## TASK REQUIREMENTS
In the text on pyroptosis below, which protein does pyroptosis rely on to produce plasma membrane pores?

Several of the signalling molecules involved in regulating programmed cell death also modulate inflammasome activation in a cell-intrinsic manner. Necroptosis is typically seen as a back-up that kicks in when apoptosis is prevented; pyroptosis is a fundamental cellular mechanism triggered by the inflammasome in response to a wide spectrum of Pathogen-associated molecular patterns (PAMPs) and danger-associated molecular patterns (DAMPs)
[38]. Activation of inflammatory caspases such as caspase-1, caspase-4, caspase-5, and caspase-11 leads to pyroptosis, which relies on gasdermin-D to produce plasma membrane pores
[39]. Due to their limited potential to release IL-1β, the prevalence of pyroptosis in tubular epithelial cells (TECs) has been disputed
[40]. Pyroptosis, characterised by elevated caspase-1 activation and IL-1β production, has been proposed to emerge in kidney tubular cells during renal IRI
[41].

## EXCERPTED RECORDS
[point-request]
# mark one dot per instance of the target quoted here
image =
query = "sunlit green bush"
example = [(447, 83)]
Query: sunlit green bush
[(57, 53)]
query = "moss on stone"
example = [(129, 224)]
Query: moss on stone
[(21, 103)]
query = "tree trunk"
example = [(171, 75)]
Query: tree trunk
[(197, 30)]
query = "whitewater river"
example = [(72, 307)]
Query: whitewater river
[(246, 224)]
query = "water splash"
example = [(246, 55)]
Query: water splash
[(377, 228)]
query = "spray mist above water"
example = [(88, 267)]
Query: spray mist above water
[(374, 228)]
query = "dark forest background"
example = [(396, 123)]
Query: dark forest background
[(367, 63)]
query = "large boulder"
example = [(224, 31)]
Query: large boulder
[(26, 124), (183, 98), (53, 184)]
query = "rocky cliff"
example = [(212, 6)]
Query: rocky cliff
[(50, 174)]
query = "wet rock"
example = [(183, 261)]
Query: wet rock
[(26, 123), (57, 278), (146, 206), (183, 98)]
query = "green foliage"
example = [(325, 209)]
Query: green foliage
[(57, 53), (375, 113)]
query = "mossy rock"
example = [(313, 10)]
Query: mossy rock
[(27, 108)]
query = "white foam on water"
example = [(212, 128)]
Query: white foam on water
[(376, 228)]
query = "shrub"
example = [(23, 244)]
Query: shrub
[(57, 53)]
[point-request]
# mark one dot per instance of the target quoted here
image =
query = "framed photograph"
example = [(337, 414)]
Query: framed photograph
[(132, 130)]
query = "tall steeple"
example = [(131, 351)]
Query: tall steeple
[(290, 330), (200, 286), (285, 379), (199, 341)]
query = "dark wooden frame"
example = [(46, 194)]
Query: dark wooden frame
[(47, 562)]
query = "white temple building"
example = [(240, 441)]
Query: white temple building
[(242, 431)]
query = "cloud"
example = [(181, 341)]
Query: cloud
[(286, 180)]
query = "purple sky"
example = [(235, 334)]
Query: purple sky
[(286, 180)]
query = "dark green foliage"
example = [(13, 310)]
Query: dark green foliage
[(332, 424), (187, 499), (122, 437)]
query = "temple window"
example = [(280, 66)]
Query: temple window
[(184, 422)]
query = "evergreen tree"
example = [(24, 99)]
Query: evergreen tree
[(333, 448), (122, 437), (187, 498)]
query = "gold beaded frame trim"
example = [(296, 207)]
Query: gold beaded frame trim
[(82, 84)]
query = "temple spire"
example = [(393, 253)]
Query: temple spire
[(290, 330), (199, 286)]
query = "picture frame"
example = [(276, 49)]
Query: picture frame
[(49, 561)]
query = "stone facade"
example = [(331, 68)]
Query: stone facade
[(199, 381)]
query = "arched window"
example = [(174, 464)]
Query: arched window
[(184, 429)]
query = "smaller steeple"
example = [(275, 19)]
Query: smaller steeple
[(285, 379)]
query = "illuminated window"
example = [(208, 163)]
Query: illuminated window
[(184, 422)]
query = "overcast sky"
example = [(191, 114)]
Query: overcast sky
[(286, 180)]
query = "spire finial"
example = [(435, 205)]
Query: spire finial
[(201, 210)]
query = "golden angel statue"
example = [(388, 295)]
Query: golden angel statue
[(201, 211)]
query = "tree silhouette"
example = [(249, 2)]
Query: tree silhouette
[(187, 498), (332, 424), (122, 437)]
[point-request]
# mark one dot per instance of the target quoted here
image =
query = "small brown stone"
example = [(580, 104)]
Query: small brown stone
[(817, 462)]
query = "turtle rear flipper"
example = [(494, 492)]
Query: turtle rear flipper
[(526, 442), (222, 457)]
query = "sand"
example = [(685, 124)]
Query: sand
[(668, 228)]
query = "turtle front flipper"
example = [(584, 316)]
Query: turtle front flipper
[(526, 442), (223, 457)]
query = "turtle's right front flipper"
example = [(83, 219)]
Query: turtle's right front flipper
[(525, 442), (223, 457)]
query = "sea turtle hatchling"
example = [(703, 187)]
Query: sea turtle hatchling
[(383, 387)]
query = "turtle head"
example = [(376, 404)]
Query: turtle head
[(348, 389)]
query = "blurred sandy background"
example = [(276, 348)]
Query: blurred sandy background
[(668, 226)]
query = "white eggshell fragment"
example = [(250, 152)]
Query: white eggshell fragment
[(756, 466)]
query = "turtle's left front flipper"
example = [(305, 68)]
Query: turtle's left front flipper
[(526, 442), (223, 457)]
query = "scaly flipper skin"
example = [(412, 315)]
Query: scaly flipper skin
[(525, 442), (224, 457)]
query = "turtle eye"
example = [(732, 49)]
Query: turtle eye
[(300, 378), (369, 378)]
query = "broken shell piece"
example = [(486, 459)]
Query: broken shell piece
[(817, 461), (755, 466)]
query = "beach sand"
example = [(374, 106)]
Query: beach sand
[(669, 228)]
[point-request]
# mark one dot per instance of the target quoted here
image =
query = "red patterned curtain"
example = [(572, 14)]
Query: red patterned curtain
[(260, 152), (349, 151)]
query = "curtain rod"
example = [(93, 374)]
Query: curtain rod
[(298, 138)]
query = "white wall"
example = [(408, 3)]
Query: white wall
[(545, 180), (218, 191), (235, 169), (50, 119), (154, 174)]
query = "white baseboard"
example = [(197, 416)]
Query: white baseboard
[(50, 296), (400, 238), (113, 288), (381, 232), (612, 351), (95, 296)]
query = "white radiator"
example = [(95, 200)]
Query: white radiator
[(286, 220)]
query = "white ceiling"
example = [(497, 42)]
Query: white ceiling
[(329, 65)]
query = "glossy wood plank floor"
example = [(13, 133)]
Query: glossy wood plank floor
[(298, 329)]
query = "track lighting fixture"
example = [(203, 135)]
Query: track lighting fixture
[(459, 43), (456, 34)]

## RESPONSE AREA
Gasdermin-D.